- _WHAT YOU WILL DO_
[a] Summarize the passage on training and apparatus hardware in two sentences.
[b] In the passage on training and apparatus hardware, rewrite the part that begins with the words "For simplicity of" and ends after the words "to be performed.", replacing "training" with "calibration".

======== TEXT PASSAGE

For simplicity of explanation, the training steps are depicted and described herein with a specific order. It should be appreciated, however, that the training operations may occur in various orders, concurrently, and/or with other operations not presented or described herein. Furthermore, it should be noted that not all operations that may be included in the training process are depicted and described herein, and not all illustrated operations are required to be performed.
The systems, methods, and/or instrumentalities described herein may be implemented using one or more processors, one or more storage devices, and/or other suitable accessory devices such as display devices, communication devices, input/output devices, etc.
Communication circuit 504 may be configured to transmit and receive information utilizing one or more communication protocols (e.g., TCP/IP) and one or more communication networks including a local area network (LAN), a wide area network (WAN), the Internet, a wireless data network (e.g., a Wi-Fi, 3G, 4G/LTE, or 5G network). Memory 506 may include a storage medium (e.g., a non-transitory storage medium) configured to store machine-readable instructions that, when executed, cause processor 502 to perform one or more of the functions described herein. Examples of the machine-readable medium may include volatile or non-volatile memory including but not limited to semiconductor memory (e.g., electrically programmable read-only memory (EPROM), electrically erasable programmable read-only memory (EEPROM)), flash memory, and/or the like. Mass storage device 508 may include one or more magnetic disks such as one or more internal hard disks, one or more removable disks, one or more magneto-optical disks, one or more CD-ROM or DVD-ROM disks, etc., on which instructions and/or data may be stored to facilitate the operation of processor 502. Input device 510 may include a keyboard, a mouse, a voice-controlled input device, a touch sensitive input device (e.g., a touch screen), and/or the like for receiving user inputs to apparatus 500.

================
======== SUPPLIED INFORMATION

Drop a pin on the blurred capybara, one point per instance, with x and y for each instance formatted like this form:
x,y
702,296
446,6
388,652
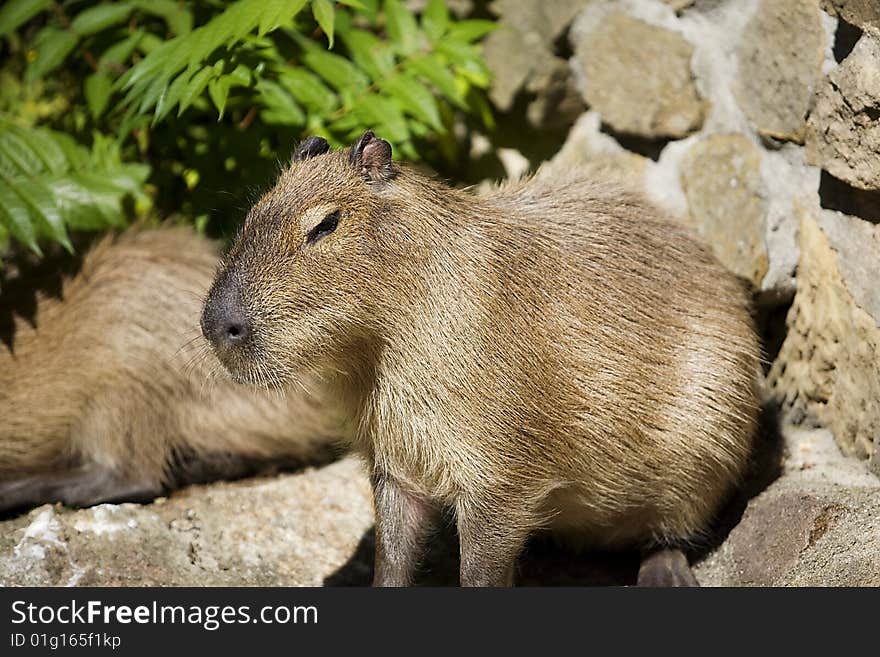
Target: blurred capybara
x,y
105,393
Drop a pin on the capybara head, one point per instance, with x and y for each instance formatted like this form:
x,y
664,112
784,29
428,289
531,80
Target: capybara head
x,y
309,269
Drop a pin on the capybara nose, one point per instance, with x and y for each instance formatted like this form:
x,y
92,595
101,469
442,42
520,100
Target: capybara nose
x,y
224,322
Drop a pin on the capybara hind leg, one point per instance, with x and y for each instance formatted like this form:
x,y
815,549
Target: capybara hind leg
x,y
83,486
491,541
666,567
403,521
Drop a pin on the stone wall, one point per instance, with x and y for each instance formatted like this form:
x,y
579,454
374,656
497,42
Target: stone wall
x,y
758,123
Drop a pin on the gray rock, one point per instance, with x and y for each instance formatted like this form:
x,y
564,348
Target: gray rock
x,y
587,146
291,530
843,135
863,13
780,56
520,54
678,5
721,177
827,368
637,76
817,525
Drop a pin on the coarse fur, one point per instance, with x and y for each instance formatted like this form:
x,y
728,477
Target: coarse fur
x,y
554,355
105,393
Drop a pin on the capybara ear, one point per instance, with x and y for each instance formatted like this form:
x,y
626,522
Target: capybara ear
x,y
372,157
310,148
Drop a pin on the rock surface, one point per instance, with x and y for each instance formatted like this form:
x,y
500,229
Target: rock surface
x,y
587,146
721,177
779,61
521,56
844,127
827,369
817,525
636,76
863,13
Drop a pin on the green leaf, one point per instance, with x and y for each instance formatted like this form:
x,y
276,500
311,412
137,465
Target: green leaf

================

- _ANSWERS PROVIDED_
[a] The training steps are shown in a specific order only for simplicity; they may happen in other orders, at the same time, or with operations not described, and not every step is shown or required. The systems may be built with processors, storage devices, and accessory devices, and the apparatus has a communication circuit, a memory, a mass storage device, and an input device, each with its described role.

[b]
For simplicity of explanation, the calibration steps are depicted and described herein with a specific order. It should be appreciated, however, that the calibration operations may occur in various orders, concurrently, and/or with other operations not presented or described herein. Furthermore, it should be noted that not all operations that may be included in the calibration process are depicted and described herein, and not all illustrated operations are required to be performed.